#### Prompt
Change every "marker" in the records below to "dot" and leave the rest of each line as it is.

## start

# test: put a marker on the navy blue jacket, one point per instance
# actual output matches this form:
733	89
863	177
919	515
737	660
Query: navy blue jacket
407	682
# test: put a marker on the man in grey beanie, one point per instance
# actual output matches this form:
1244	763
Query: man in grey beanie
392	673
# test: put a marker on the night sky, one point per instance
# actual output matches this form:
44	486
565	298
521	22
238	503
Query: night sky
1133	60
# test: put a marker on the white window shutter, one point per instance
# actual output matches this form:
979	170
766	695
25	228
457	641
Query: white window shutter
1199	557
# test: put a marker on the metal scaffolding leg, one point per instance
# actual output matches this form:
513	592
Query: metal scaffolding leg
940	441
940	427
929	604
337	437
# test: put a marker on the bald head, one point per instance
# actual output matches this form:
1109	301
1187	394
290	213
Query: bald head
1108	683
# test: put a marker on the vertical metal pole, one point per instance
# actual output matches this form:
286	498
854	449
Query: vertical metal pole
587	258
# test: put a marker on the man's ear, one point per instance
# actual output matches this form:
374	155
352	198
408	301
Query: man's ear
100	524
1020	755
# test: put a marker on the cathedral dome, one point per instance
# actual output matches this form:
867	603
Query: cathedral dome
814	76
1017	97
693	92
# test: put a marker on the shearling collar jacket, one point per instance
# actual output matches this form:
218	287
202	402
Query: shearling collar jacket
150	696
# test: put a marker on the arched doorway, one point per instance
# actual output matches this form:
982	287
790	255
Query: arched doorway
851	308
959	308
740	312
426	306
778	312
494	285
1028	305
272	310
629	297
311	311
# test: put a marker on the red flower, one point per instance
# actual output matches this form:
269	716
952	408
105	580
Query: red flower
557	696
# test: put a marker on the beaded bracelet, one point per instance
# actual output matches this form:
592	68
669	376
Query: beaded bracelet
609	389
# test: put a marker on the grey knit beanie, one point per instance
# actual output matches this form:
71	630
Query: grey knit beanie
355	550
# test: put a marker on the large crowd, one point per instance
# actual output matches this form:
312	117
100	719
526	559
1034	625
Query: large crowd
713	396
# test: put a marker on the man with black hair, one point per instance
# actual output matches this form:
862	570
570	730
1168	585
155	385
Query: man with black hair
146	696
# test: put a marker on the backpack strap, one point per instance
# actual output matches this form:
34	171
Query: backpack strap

## end

#### Correct response
# test: put a dot on the navy blue jacket, one point per instance
# actual output matches this form:
733	89
863	177
919	515
737	660
Query: navy blue jacket
407	682
# test: put a dot on the man in grey beanie, one point per instance
# actual output matches this form:
1244	763
Query: man in grey beanie
392	673
# test: put a dot on the night sky, one point per instance
# actual output matches this form:
44	486
565	298
521	22
238	503
Query: night sky
1133	60
# test: put a dot on the white window shutter, one point per instance
# actual output matches this form:
979	170
766	695
25	228
457	641
Query: white window shutter
1199	557
# test: put a dot on the metal scaffolding leg, one point per instance
# actual output matches this form:
513	592
Query: metal scaffolding leg
940	441
940	427
929	604
337	437
# test: put a dot on the bald head, one point per instance
# actual output matches this form:
1109	301
1187	394
290	213
Query: bald head
1108	683
# test: put a dot on the vertical metal pole, one point per instance
# actual output matches this form:
286	498
854	449
Query: vertical metal pole
587	258
# test: put a dot on the man's ear, one point per instance
# actual output matches this form:
374	155
352	198
408	301
Query: man's ear
100	524
1020	755
# test: put a dot on the cathedral dome, one point per instance
# actual output matches this form:
867	603
Query: cathedral dome
814	76
1017	97
693	92
# test: put a dot on the shearling collar jacket, one point per instance
# actual output matches this form:
218	287
202	402
Query: shearling collar jacket
150	696
# test: put a dot on the arched doorway, one point per instance
# actual output matches this form:
982	287
790	255
Query: arched doorway
851	308
959	308
740	312
426	306
778	312
494	285
1028	305
272	310
629	297
311	311
# test: put a dot on the red flower, one point per instance
# actual output matches this form:
269	716
952	408
105	580
Query: red flower
557	696
# test: put a dot on the beaded bracelet, one point per instance
# actual output matches this form:
592	68
669	376
Query: beaded bracelet
609	389
# test: put a dot on the grey knit beanie, one point per instance
# actual output matches this form:
71	630
Query: grey knit beanie
355	550
# test: put a dot on the large crowd, one point per instance
# actual output matches this form:
312	117
100	719
526	559
1034	625
Query: large crowd
713	396
# test: put a dot on the man with black hair, one point per instance
# actual output matches this form:
862	570
570	730
1168	585
155	385
Query: man with black hair
146	696
# test: put a dot on the backpack strap, one point per instance
# actual output matches this form:
34	171
Query: backpack strap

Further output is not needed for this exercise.